### Source document

Middle ear disease — Positive associations between SHS and otitis media have been consistently demonstrated in prospective cohort studies, but not as consistently in case-control studies. This difference in findings may reflect the focus of the cohort studies on the first two years of life, the peak age of risk for middle ear disease. The case-control studies, on the other hand, have been directed at older children who are at lower risk for otitis media. Exposure to SHS has been most consistently associated with recurrent otitis media and not with incident or single episodes. The meta-analysis prepared for the 2006 US Surgeon General's report found a pooled odds ratio of 1.37 (95% CI 1.10-1.70) for recurrent otitis media if either parent smoked; a pooled odds ratio for prevalence of middle ear effusion of 1.33 (95% CI 1.12-1.58) if either parent smoked; and an odds ratio of 1.20 (95% CI .90-1.60) for clinical referrals or operative interventions for middle ear effusions if either parent smoked [5].
The US Surgeon General's Office [5,7], the National Research Council [11], and the US Environmental Protection Agency [20] have all reviewed the literature on SHS and otitis media and concluded that there is an association between SHS exposure and otitis media in children. The evidence to date supports a causal relationship [5,14].
Dental caries — Exposure to SHS may be associated with an increased risk of dental caries in children. A cross-sectional study of dental caries and serum cotinine levels in 3531 children ages 4 to 11 found that elevated cotinine levels were associated with caries in deciduous but not permanent teeth in a multivariate model [54].
Effects in adults
Lung cancer — The exposure to carcinogens with SHS is far less than the exposure that occurs with active smoking. On the other hand, exposure to SHS can begin in childhood and extend across the full lifespan. (See "Cigarette smoking and other risk factors for lung cancer").

######
### Data extracts

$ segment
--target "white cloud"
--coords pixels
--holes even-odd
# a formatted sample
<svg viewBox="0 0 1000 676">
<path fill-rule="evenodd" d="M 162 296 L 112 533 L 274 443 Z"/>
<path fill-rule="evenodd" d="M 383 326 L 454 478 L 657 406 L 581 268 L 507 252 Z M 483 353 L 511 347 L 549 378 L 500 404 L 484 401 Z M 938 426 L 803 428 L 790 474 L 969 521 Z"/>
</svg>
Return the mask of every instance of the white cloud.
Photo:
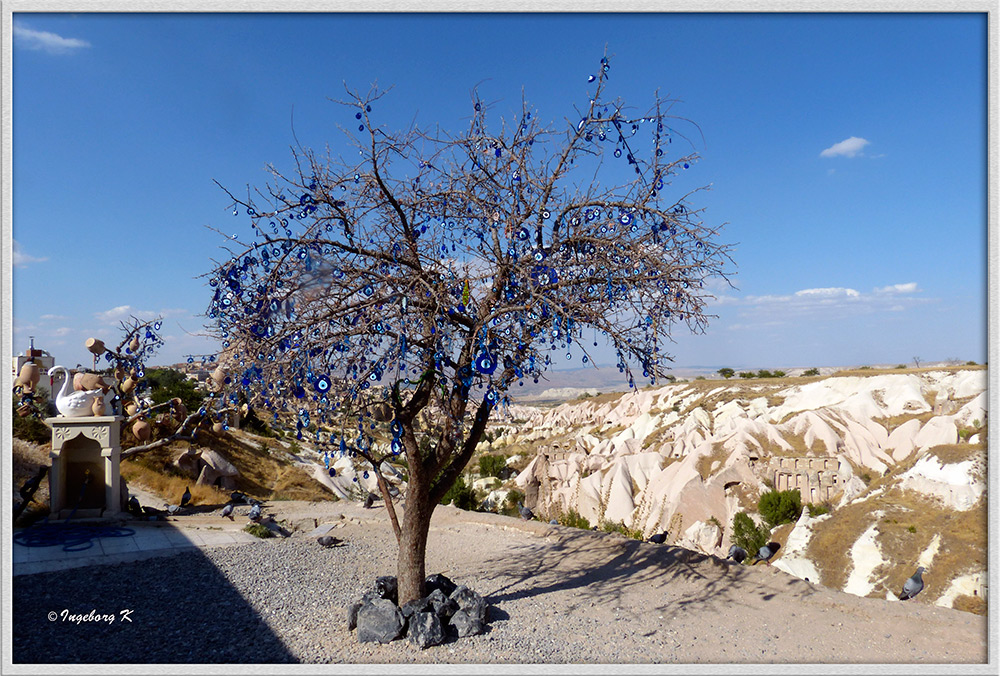
<svg viewBox="0 0 1000 676">
<path fill-rule="evenodd" d="M 799 297 L 808 296 L 810 298 L 857 298 L 861 294 L 854 289 L 830 287 L 826 289 L 802 289 L 801 291 L 796 291 L 795 295 Z"/>
<path fill-rule="evenodd" d="M 917 289 L 916 282 L 907 282 L 906 284 L 891 284 L 889 286 L 883 286 L 875 289 L 875 293 L 916 293 L 919 291 Z"/>
<path fill-rule="evenodd" d="M 861 149 L 866 145 L 871 143 L 863 138 L 857 136 L 852 136 L 851 138 L 844 139 L 840 143 L 834 143 L 832 146 L 824 150 L 819 154 L 820 157 L 837 157 L 842 155 L 844 157 L 856 157 L 861 153 Z"/>
<path fill-rule="evenodd" d="M 66 54 L 75 49 L 90 47 L 86 40 L 64 38 L 48 31 L 32 30 L 21 24 L 14 24 L 14 43 L 25 49 L 41 50 L 49 54 Z"/>
<path fill-rule="evenodd" d="M 21 245 L 17 243 L 17 240 L 12 240 L 13 242 L 13 254 L 14 254 L 14 266 L 18 268 L 26 268 L 31 263 L 44 263 L 49 260 L 48 258 L 39 258 L 37 256 L 29 256 L 21 250 Z"/>
</svg>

######

● Work order A:
Return everything from "Dental caries —" down to "multivariate model [54]." in the secondhand smoke text, copied word for word.
● Work order B:
In the secondhand smoke text, how many children were in the cross-sectional study of dental caries and serum cotinine levels?
● Work order C:
Write what comes next in the text on secondhand smoke, picking up after its last sentence.

● Task output A:
Dental caries — Exposure to SHS may be associated with an increased risk of dental caries in children. A cross-sectional study of dental caries and serum cotinine levels in 3531 children ages 4 to 11 found that elevated cotinine levels were associated with caries in deciduous but not permanent teeth in a multivariate model [54].

● Task output B:
3531 children, ages 4 to 11.

● Task output C:
An association between involuntary smoking and lung cancer is biologically plausible based upon the presence of carcinogens in sidestream smoke and the lack of a documented threshold dose for respiratory carcinogens in active smokers [10,55]. Furthermore, genotoxic activity, the ability to damage DNA, has been demonstrated for many components of SHS [56-58]. As mentioned above, experimental exposure of nonsmokers to SHS results in the urinary excretion of NNAL, a tobacco-specific carcinogen [59]. Nonsmokers, including children, exposed to SHS also have increased concentrations of adducts of tobacco-related carcinogens [60,61].
A number of studies have shown that SHS is associated with lung cancer, and various review panels, including the 2006 Surgeon General's report, have concluded that SHS exposure causes lung cancer in nonsmokers [5,7-11,62,63]. There appears to be a dose-response relationship between intensity of exposure and relative risk.
Results of a meta-analysis including 52 studies and prepared for the 2006 Surgeon General's report showed that the relative risk of lung cancer among male and female nonsmokers who were ever exposed to secondhand smoke from the spouse was 1.21 (95% CI 1.13-1.30). The magnitude of the effect was comparable for men (odds ratio 1.37 [95% CI 1.05-1.79]) and women (odds ratio 1.22 [95% CI 1.13-1.31]), with no significant difference by geographic area [5].
A meta-analysis of 25 studies of lung cancer and exposure to secondhand smoke in the workplace prepared for the 2006 US Surgeon General's report estimated a pooled relative risk of 1.22 (95% CI 1.13-1.33) [5].
Another exposure of concern is that of adults exposed as children to smoking parents. A meta-analysis of 24 studies found that, for men and women exposed during childhood to smoking by either parent, the odds ratio of lung cancer was 1.11 (95% CI 0.94-1.31) [5]. For maternal exposure only, the odds ratio was 1.15 (95% CI 0.86-1.52), while for paternal exposure only, the odds ratio was 1.10 (95% CI 0.89-1.36).
In a prospective cohort study of 91,540 nonsmoking women in Japan, standardized mortality ratios (SMRs) for lung cancer increased significantly with the amount smoked by the husbands [8]. The findings could not be explained by confounding factors and were unchanged when follow-up of the study group was extended [62]. There was also a significantly increased risk for nonsmoking men married to wives smoking one to 19 cigarettes and 20 or more cigarettes daily.
In a population based, case-control study, household exposure to 25 or more smoker-years during childhood and adolescence doubled the risk of lung cancer, whereas exposure to fewer than 25 smoker-years did not increase the risk [64]. It was estimated that 17 percent of lung cancer in nonsmokers is attributable to high levels of environmental smoke exposure during childhood and adolescence.
In another similarly designed study, tobacco use by the spouse was associated with a 30 percent increase in risk of lung cancer [65]. The risk rose with increasing levels of pack-year exposure from the spouse; 80 or more pack-years of exposure was associated with an 80 percent excess risk of lung cancer.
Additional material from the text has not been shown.